▸ **Required tasks**
(a) Print the stretch of the Lens 21 text from "Lens 06 identified" through "architecture never specifies.".
(b) In the Lens 21 text, what did Lens 06 correctly name this shift in the human-robot relationship?

▸ **Reading text**

──────

LENS 21 — STAKEHOLDER KALEIDOSCOPE: CROSS-LENS CONNECTIONS

==============================================================================
PRIMARY CONNECTIONS
==============================================================================

LENS 06 (Second-Order Effects)
  Lens 06 identified the transition where Mom discovers she can ask "Annie,
  what's in the kitchen?" — a use-case that falls out of VLMaps semantic
  annotation without being explicitly designed. Lens 21 reveals the governance
  problem this creates: Mom will discover and love this feature before Rajesh
  has designed its privacy controls or uncertainty expression. The semantic map
  goes from a background infrastructure component to a load-bearing household
  feature in the moment Mom asks her first spatial question. Lens 06 correctly
  named it a "phase transition" in the human-robot relationship. Lens 21
  identifies who is responsible for managing that transition: not the
  architecture, but the explicit consent and communication protocols that the
  architecture never specifies.

──────

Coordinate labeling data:
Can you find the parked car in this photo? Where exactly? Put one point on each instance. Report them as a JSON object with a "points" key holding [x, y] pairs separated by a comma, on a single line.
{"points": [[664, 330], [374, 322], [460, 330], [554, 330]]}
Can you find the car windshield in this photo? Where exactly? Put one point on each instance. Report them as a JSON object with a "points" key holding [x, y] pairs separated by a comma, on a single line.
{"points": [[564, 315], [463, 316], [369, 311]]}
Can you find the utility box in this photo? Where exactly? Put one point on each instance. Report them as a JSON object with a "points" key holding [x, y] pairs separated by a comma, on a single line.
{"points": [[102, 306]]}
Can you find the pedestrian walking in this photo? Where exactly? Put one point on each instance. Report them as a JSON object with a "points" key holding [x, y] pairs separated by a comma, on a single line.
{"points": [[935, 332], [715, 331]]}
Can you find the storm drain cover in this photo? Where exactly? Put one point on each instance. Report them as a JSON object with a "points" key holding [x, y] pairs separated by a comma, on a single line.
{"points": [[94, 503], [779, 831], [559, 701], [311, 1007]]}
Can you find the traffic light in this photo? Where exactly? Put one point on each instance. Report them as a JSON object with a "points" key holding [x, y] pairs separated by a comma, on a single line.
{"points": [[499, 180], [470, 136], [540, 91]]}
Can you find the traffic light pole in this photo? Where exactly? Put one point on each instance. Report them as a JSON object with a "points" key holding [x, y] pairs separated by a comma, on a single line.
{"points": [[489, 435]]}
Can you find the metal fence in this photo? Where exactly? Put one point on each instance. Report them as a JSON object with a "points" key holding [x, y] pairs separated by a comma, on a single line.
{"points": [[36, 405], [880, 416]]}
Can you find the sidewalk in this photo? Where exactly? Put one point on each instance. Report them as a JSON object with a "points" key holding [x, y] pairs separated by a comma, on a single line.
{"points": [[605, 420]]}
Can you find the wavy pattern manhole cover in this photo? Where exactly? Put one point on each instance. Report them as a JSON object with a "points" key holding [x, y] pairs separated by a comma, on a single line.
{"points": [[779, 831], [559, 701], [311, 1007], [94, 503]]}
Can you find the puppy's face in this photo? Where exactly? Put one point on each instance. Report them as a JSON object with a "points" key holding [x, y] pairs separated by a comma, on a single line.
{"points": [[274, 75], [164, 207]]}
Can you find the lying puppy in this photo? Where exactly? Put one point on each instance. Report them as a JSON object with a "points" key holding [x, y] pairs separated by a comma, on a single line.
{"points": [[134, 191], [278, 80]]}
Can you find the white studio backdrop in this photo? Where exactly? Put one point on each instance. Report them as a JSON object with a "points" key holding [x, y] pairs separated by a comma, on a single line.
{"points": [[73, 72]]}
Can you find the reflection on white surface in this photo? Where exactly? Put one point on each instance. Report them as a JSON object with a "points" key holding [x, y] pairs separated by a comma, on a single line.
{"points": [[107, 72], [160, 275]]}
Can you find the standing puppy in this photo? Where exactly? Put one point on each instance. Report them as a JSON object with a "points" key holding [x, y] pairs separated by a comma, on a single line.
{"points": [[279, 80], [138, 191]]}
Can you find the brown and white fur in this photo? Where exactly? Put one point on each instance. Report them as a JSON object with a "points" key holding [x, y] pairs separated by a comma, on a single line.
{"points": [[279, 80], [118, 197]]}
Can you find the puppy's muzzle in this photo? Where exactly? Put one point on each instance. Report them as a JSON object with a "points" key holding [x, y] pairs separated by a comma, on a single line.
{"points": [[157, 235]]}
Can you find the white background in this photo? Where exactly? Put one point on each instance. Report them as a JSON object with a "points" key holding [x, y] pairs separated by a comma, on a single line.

──────

▸ **Written responses**
(a)
Lens 06 identified the transition where Mom discovers she can ask "Annie,
  what's in the kitchen?" — a use-case that falls out of VLMaps semantic
  annotation without being explicitly designed. Lens 21 reveals the governance
  problem this creates: Mom will discover and love this feature before Rajesh
  has designed its privacy controls or uncertainty expression. The semantic map
  goes from a background infrastructure component to a load-bearing household
  feature in the moment Mom asks her first spatial question. Lens 06 correctly
  named it a "phase transition" in the human-robot relationship. Lens 21
  identifies who is responsible for managing that transition: not the
  architecture, but the explicit consent and communication protocols that the
  architecture never specifies.

(b) A "phase transition."